*Teks Bacaan:*
* * *

Sabtu, 09 Januari 2016

MAKALAH "ULUMUL HADIS SERTA PEMBAGIANNYA"

BAB I
PENDAHULUAN

A.   Latar Belakang
Kitab-kitab hadis yang beredar di tengah-tengah masyarakat dan dijadikan pegangan oleh umat Islam dalam hubungannya dengan hadits sebagai sumber ajaran Islam adalah kitab-kitab yang disusun oleh para penyusunnya setelah lama Nabi wafat. Dalam jarak waktu antara kewafatan Nabi dan penulisan kitab-kitab hadits tersebut telah terjadi berbagai hal yang dapat menjadikan riwayat hadits tersebut menyalahi apa yang sebenarnya berasal dari Nabi.  Baik dari aspek kemurniannya dan keasliannya.
Dengan demikian, untuk mengetahui apakah riwayat berbagai hadits yang terhimpun dalam kitab-kitab hadits tersebut dapat dijadikan sebagai hujjah ataukah tidak, terlebih dahulu perlu dilakukan penelitian. Kegiatan penelitian hadits tidak hanya ditujukan kepada apa yang menjadi materi berita dalam hadits itu saja, yang biasa dikenal dengan masalah matan hadits, tetapi juga kepada berbagai hal yang berhubungan dengan periwayatannya, dalam hal ini sanadnya, yakni rangkaian para periwayat yang menyampaikan matan hadis kepada kita.
Keberadaan perawi hadits sangat menentukan kualitas hadits, baik kualitas sanad maupun kualitas matan hadits. Selama riwayat-riwayat ini membutuhkan penelitian dan kajian mendalam untuk mengetahui mana yang dapat diterima dan mana yang ditolak, maka mutlak diperlukan adanya kaidah-kaidah dan patokan sebagai acuan melakukan studi kritik Hadits.

B.   Rumusan Masalah
Adapun yang menjadi permasalahan dalam pembahasan ini adalah sebagai berikut :
1.        Apakah pengertian Ulumul Hadist ?
2.        Ada berapa pembagiannya ?
3.        Mengetahui pembagian hadis dilihat dari kuantitas perawi.
4.        Mengetahui pembagian hadis menurut macam periwayatnya
5.        Mengetahui klasifikasi hadis dhaif, dan istilah-istilah dalam ilmu hadis.

C.   Tujuan
1.        Menjadikan kita kritis dalam pengambilan hukum yang menyangkut tentang hadits.
2.        Berpedoman dengan hadits yang benar-benar dapat di terima keberadaanya.
3.        Dapat membedakan hadits-hadits dari segi kebenaran dan kehujjahanya.

* * *

*Daftar Tugas:*
(A) Menurut teks bacaan, apa yang dimaksud dengan sanad?
(B) Salin bagian teks bacaan mulai dari "3.        Mengetahui pembagian" hingga dan termasuk "dalam ilmu hadis.".
Jawab hanya berdasarkan teks bacaan di atas.

*Isi Data:*
* * *

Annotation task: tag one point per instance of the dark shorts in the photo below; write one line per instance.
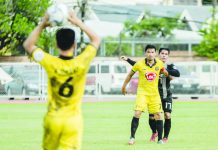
(167, 106)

* * *

*Jawaban Tugas:*
(A) Rangkaian para periwayat yang menyampaikan matan hadis kepada kita.

(B)
3.        Mengetahui pembagian hadis dilihat dari kuantitas perawi.
4.        Mengetahui pembagian hadis menurut macam periwayatnya
5.        Mengetahui klasifikasi hadis dhaif, dan istilah-istilah dalam ilmu hadis.